_Text block_
# # # # # # #
Building Recommender system using python

In this tutorial, we are going to make a location-based recommendation system using python and machine learning.

Some other blog post that you may want to read is

Table of Contents

Introduction

With the increasing volume of online information, the recommender system is the best line of defense for consumer choice. Due to the massive information that is available on the web, due to this reason customer often get confused that which product they have to buy because in web there is a countless number of the product that a seller can offer. That problem is known as the paradox of choice.

Challenge Accepted

To solve this problem the recommendation system was built. Its main aim is to provide a better experience to the customer by giving them their favorite products.

The recommendation system does not provide benefits to the consumer only, it also provides benefits to the online store like Amazon, Flipkart, Alibaba and many more.

Let us take an example, suppose that you are going to buy an Apple laptop from Amazon. Then the amazon recommender system also gives you options to buy hard-disk, laptop cover, mouse and many more products also. So this way the recommender system works.

Some years back Amazon reported that by using a recommender system there is a hike in their sales more than 30%. Same as for Netflix also.

So the question arises is that;-

How does the recommender system work

Basically, the idea is very simple, recommendation lists are generated based on the user preferences, item features and the consumer interaction with the particular product. There are some other additional information also like temporal and spatial data.

Temporal data means the data that is related to the past time. For example- user transaction history shows how frequently does he buy the product from us.

And the second term is the spatial data which means information about a physical object. For example- for which particular product that the user most frequently buys.

Types of recommender system

Recommendation models are mainly categorized into three categories that are

1- Collaborative filtering recommender system

Collaborative system predicts what you like based on the other similar user liked in the past.

collaborative filtering recommender system using python

For example- Jack likes to buy a computer because one of his friends also buys a computer the previous month.

That’s how the collaborative system works.

2- Content-based recommender system

content based recommendation system using python

Content-based systems predict what you like based on what you like in the past.
For example- Shane buys an earphone last week then the content-based system also recommends him to buy a headset or an AirPods.
# # # # # # #
_Data section_
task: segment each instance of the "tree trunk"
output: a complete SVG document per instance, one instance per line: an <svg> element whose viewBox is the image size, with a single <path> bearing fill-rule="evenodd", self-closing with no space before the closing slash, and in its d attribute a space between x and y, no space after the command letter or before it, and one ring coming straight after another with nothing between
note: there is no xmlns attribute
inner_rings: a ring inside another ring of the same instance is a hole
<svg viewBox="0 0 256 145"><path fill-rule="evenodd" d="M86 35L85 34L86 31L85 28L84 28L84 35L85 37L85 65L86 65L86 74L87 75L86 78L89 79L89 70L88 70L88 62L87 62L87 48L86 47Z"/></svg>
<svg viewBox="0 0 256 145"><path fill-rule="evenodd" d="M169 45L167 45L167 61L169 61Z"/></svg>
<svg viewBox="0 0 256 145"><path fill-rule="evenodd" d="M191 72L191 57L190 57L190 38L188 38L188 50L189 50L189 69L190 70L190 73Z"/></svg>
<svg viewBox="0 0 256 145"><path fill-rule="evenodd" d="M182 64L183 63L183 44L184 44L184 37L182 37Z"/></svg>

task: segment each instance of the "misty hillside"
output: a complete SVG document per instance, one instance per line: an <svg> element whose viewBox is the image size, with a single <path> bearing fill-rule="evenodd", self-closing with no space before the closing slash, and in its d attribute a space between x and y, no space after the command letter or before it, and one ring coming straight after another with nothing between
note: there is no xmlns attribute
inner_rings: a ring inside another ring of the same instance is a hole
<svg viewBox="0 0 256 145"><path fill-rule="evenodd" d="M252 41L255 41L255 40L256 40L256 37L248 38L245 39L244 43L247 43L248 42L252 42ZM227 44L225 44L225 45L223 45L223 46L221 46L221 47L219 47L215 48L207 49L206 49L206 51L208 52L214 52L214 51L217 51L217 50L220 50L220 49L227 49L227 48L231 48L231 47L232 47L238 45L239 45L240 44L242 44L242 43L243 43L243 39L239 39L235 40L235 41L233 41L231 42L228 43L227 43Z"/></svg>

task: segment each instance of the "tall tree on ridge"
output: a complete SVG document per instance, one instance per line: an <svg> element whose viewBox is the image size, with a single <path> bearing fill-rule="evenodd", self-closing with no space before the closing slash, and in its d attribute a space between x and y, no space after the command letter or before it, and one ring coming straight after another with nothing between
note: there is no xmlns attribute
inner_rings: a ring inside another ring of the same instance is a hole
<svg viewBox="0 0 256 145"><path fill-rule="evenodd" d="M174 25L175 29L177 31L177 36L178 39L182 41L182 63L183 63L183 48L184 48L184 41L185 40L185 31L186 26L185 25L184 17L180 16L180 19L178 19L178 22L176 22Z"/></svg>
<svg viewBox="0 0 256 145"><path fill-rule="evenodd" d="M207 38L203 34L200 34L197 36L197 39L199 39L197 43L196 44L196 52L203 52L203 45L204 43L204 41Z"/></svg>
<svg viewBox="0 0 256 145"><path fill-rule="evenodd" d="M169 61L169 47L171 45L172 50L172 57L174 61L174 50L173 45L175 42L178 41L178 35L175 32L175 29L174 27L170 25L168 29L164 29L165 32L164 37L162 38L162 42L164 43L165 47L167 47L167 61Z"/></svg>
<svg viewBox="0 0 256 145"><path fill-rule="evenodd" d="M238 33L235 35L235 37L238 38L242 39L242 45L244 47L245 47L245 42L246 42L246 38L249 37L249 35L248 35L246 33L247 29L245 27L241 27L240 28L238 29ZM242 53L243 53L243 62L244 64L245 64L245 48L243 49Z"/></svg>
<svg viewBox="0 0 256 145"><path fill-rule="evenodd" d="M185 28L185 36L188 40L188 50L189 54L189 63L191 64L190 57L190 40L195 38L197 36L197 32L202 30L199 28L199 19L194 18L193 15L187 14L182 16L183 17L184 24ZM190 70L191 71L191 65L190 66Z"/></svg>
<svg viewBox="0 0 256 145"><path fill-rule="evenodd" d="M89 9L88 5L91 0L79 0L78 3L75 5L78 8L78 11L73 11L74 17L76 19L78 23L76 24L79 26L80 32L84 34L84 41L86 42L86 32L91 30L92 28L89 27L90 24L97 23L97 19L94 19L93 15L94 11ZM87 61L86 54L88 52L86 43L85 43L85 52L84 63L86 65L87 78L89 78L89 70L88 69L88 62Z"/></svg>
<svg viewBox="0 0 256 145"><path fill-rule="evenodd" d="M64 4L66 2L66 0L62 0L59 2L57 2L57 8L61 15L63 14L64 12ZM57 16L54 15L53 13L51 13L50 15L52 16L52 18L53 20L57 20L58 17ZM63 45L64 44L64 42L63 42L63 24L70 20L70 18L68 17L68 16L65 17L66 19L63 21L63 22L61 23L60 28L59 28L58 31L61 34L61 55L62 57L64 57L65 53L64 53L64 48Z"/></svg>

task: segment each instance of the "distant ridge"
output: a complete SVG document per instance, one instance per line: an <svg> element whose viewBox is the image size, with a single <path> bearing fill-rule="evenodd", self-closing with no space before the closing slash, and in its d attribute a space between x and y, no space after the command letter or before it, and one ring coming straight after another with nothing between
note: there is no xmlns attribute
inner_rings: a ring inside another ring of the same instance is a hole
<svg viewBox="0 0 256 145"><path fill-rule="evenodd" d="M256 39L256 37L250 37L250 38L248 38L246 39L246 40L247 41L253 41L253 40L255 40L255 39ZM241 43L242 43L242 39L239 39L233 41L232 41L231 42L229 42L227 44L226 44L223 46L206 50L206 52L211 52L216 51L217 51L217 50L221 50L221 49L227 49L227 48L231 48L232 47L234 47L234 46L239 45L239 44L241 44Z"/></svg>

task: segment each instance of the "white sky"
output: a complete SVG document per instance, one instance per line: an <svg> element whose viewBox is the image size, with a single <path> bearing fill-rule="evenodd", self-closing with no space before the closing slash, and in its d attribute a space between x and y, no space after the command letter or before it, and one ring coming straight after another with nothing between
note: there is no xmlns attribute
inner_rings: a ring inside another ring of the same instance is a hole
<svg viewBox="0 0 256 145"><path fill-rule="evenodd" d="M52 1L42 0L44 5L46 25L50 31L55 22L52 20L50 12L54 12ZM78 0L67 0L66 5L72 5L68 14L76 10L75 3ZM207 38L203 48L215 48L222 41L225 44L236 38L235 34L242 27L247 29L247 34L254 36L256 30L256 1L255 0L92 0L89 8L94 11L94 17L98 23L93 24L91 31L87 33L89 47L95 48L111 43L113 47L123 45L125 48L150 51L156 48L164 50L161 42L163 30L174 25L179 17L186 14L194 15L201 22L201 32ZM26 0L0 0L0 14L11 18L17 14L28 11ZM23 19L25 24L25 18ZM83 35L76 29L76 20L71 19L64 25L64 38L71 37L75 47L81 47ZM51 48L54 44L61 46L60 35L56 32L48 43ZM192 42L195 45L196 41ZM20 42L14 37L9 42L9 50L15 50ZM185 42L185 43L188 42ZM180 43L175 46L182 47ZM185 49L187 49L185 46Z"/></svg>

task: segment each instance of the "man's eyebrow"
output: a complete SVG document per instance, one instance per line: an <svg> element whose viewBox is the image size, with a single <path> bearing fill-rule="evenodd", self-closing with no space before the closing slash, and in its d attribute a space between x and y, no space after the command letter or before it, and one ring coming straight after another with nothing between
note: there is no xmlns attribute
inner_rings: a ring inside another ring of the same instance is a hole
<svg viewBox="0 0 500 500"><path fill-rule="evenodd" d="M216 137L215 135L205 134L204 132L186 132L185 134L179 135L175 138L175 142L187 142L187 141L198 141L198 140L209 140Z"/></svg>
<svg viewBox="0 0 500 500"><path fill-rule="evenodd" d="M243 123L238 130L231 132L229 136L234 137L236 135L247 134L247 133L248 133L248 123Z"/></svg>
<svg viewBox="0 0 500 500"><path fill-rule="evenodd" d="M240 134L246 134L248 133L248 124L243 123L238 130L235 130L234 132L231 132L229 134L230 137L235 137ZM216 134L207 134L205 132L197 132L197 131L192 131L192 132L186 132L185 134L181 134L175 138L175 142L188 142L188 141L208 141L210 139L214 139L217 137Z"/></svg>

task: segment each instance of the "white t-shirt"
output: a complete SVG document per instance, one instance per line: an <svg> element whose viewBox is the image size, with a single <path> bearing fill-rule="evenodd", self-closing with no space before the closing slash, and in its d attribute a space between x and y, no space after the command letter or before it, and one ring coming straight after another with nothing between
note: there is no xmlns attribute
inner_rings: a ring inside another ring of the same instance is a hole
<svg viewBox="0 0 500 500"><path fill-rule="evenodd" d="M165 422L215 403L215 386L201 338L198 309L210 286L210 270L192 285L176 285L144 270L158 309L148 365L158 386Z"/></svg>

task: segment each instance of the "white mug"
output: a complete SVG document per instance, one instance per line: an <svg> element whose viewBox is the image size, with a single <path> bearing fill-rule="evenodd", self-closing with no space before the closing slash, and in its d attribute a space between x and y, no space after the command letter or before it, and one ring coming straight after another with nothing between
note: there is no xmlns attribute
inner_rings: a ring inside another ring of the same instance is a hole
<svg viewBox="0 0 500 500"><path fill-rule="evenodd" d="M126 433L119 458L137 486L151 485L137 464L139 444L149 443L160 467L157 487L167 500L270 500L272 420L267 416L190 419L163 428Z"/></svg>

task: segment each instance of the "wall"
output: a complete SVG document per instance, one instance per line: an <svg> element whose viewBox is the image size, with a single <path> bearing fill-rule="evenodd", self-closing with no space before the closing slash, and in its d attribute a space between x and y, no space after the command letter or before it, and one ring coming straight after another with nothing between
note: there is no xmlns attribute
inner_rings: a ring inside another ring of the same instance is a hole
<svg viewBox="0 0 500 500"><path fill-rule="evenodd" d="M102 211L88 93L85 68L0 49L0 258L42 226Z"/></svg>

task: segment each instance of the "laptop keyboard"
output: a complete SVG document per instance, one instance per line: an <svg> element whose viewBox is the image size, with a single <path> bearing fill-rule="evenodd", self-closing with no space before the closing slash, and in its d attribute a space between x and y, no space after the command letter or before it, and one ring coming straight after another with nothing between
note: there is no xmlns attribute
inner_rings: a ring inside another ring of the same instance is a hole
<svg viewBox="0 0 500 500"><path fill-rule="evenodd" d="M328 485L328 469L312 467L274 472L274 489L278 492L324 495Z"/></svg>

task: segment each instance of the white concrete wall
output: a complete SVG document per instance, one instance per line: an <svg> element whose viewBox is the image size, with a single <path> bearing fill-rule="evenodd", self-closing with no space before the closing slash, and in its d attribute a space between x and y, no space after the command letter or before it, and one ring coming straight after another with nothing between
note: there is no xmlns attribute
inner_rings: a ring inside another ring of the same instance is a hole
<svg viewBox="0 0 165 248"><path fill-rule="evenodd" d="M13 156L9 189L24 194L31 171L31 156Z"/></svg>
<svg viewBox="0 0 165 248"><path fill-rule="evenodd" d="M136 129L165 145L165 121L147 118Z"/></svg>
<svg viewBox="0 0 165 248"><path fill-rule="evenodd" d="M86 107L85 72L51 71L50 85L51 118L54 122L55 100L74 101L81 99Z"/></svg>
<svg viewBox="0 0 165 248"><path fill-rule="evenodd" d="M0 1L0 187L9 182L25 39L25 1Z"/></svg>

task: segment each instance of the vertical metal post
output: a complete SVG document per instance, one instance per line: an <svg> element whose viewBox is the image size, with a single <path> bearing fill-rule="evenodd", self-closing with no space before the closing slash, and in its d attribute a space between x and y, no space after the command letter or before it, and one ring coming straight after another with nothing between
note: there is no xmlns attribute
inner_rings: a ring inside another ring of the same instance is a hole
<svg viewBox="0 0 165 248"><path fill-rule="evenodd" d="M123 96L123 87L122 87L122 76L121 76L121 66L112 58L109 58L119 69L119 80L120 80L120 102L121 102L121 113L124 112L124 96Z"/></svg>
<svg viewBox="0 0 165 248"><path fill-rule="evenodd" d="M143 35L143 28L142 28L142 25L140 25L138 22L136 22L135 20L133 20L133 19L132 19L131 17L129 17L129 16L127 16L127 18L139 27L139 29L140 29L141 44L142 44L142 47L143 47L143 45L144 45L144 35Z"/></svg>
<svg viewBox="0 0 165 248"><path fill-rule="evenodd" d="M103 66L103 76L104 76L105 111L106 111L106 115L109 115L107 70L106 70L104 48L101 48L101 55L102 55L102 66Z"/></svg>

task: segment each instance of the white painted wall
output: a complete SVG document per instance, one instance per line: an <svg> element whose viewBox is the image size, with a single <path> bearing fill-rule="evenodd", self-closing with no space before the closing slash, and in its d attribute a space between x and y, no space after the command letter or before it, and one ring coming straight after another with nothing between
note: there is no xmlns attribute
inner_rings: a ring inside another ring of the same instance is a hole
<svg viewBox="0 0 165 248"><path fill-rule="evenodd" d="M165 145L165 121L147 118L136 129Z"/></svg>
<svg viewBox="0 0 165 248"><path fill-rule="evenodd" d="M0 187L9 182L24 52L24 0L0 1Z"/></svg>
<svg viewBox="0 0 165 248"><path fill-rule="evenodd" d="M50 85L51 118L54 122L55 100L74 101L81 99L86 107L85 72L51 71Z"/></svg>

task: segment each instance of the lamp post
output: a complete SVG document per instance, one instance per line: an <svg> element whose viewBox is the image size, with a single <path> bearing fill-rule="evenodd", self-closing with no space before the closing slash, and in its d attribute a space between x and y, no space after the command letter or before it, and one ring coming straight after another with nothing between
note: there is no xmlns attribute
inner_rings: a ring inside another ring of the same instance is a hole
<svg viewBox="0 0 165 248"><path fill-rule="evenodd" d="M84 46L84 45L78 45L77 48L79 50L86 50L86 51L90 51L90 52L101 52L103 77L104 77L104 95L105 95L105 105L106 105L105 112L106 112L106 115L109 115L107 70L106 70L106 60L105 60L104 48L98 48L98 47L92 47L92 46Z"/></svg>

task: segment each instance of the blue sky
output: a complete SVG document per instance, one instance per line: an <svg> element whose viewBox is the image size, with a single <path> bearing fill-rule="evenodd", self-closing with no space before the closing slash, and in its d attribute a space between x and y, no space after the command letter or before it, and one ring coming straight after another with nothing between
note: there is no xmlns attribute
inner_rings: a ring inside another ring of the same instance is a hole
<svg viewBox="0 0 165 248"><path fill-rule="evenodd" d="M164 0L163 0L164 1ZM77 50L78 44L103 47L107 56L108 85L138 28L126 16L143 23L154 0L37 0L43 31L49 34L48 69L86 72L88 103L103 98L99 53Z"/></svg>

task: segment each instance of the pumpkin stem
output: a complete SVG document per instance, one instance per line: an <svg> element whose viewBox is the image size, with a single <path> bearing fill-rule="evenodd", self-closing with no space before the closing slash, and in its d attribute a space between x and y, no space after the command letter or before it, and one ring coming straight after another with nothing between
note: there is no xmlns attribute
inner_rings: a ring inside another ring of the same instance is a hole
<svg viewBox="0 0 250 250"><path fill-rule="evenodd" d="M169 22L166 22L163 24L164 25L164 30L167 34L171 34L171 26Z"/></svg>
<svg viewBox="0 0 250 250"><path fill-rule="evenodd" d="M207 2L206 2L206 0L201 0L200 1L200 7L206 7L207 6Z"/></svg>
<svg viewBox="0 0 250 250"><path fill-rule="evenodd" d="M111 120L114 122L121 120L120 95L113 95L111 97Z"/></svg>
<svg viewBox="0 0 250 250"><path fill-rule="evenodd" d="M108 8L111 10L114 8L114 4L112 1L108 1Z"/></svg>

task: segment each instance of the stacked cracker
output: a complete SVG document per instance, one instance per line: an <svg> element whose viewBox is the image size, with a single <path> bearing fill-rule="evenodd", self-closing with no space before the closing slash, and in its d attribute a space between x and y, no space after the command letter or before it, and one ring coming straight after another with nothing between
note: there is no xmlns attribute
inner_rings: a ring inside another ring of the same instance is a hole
# # # # # # #
_Parts of the exercise_
(1) According to the recommender system tutorial, by how much did Amazon report its sales rose after it began using a recommender system?
(2) Copy out the entries starting at the line that has "task: segment each instance of the stacked" and stopping after the last line of the entries.
The recommender system tutorial and the entries are unrelated to each other.

_Solutions below_
(1) More than 30%.

(2)
task: segment each instance of the stacked cracker
output: a complete SVG document per instance, one instance per line: an <svg> element whose viewBox is the image size, with a single <path> bearing fill-rule="evenodd", self-closing with no space before the closing slash, and in its d attribute a space between x and y, no space after the command letter or before it, and one ring coming straight after another with nothing between
note: there is no xmlns attribute
inner_rings: a ring inside another ring of the same instance is a hole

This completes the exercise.